Texto:
★ ★ ★ ★ ★ ★ ★

En el lago blanco conocemos a una pareja de franceses que han llegado desde Europa con su vieja caravana, y que nos proponen acompañarles en su camino hacia el norte. El clima empeora y las fuertes lluvias convierten las pistas en terreno imposible para la camioneta, demasiado cansada para luchar con las duras condiciones. Con grandes esfuerzos avanzamos terreno, a veces la máquina nos lleva, a veces somos nosotros los que la sacamos a ella de las trampas de la ruta. Sin darnos cuenta van cayendo las hojas del calendario en un otoño prematuro y la hora llega de regresar a la capital para despedirse de una Sol eclipsada por la dureza del viaje y por el peso de sus propias preocupaciones que no supo dejar atrás.

UN ANIVERSARIO MEMORABLE.
Con todo el tiempo del mundo por delante, un presupuesto que toca a su fin y frente a un mapa de Mongolia, decido que ya ha llegado la hora de rendir visita a los apus del lugar. Sin demasiado tiempo para reflexionar uno mis fuerzas a un grupo desigual de viajeros a los que sólo me une el objetivo común de llegar a las montañas del oeste. Juntos atravesamos el país en dos todoterreno alquilados para la ocasión, acampando en la estepa y disfrutando de una vida nómada que nuestros chóferes se empeñan en estropear haciéndonos revivir malas experiencias pasadas. No hay nada que una al extranjero y al mongol más allá de los papeles coloreados que pudren las almas de los ávaros. Con una pequeña batalla campal les despedimos deseando olvidarnos de todo perdiéndonos en la soledad fría de las montañas.
Los días se suceden regalándonos paisajes otoñales y las noches nos castigan en nuestras casas de papel con temperaturas de invierno. Poco a poco vamos recorriendo una senda gastada por el ganado, descubriendo nuevos paisajes y despidiendo a los verdaderos nómadas que recogen sus enseres a nuestro paso para escapar de un clima demasiado duro para las personas y para las bestias. Nos adentramos en el valle, aparecen glaciares y cimas majestuosas ninguneando con su belleza los pesares de la travesía.
Penúltimo día de septiembre, las primeras luces del alba me sacan de la calidez de mi saco de dormir para presenciar un amanecer de lujo que brindo a mi sobrino Víctor en su quinto cumpleaños. Con dificultad me calzo las botas, literalmente congeladas durante la noche, y poco a poco desciendo hasta el glaciar con la única compañía del crujir de mis pasos en la nieve absorto por la luz cambiante que desciende lentamente de las cumbres nevadas. Cuando regreso al campamento todo el mundo esta preparado para ascender el que creemos será el último puerto de la travesía.

★ ★ ★ ★ ★ ★ ★

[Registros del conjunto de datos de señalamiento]
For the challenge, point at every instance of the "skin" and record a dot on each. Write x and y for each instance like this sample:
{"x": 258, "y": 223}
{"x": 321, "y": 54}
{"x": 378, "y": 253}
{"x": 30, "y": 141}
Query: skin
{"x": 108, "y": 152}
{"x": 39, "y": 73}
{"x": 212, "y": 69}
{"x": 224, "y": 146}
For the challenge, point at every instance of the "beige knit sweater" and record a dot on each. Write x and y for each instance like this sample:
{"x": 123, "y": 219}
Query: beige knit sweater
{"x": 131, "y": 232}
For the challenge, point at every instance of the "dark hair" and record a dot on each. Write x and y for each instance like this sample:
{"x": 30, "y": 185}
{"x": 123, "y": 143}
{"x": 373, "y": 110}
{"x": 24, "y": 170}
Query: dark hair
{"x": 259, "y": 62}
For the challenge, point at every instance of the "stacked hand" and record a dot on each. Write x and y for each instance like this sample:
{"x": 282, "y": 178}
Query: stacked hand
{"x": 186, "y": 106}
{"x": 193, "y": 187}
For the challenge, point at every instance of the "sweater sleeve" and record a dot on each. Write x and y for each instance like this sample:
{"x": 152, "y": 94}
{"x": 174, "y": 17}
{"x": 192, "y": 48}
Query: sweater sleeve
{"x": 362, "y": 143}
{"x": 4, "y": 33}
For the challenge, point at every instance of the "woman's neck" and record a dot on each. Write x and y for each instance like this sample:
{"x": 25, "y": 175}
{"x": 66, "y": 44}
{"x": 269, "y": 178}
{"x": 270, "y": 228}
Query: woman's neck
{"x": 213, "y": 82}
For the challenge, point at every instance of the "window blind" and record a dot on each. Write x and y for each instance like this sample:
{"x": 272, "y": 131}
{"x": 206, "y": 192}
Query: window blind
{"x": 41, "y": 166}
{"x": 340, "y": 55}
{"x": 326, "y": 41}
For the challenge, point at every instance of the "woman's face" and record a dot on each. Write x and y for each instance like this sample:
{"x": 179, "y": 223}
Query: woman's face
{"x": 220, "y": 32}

★ ★ ★ ★ ★ ★ ★

Descripción del ejercicio: Enumere todos los vehículos que se mencionan en el relato de viaje por Mongolia.

Resultado final:
- La vieja caravana de la pareja de franceses
- La camioneta
- Los dos todoterreno alquilados